(WHAT IS ASKED): Please pick out each line in the rows below that contains the word "hairy" and copy those lines.

Items from a labeling collection:
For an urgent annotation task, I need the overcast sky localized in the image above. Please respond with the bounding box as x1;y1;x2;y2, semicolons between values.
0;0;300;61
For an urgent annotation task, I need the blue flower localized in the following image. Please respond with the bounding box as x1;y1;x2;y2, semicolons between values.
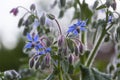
38;47;51;55
67;20;87;35
33;19;40;28
24;33;43;50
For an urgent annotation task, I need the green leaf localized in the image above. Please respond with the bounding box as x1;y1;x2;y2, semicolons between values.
47;14;55;20
67;39;74;53
80;65;112;80
18;17;24;28
96;4;106;10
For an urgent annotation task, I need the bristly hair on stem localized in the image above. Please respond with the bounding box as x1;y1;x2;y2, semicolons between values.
54;19;62;35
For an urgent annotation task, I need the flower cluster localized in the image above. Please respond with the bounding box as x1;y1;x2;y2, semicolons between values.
67;20;87;35
10;8;19;16
24;33;51;55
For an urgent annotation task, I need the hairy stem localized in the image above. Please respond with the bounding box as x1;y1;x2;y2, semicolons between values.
55;19;62;35
85;30;106;67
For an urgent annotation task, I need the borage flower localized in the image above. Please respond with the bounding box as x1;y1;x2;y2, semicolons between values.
10;8;19;16
24;33;43;51
108;15;113;23
67;20;87;35
38;47;51;55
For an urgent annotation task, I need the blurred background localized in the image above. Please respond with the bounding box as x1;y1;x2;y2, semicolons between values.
0;0;120;71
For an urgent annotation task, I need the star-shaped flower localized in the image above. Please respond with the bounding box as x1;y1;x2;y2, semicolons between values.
67;20;87;35
38;47;51;55
24;33;43;50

(ANSWER TO THE TASK):
For an urgent annotation task, I need the hairy stem localized in the image above. Please respond with the bounding box as x1;y1;x2;y2, semicolons between values.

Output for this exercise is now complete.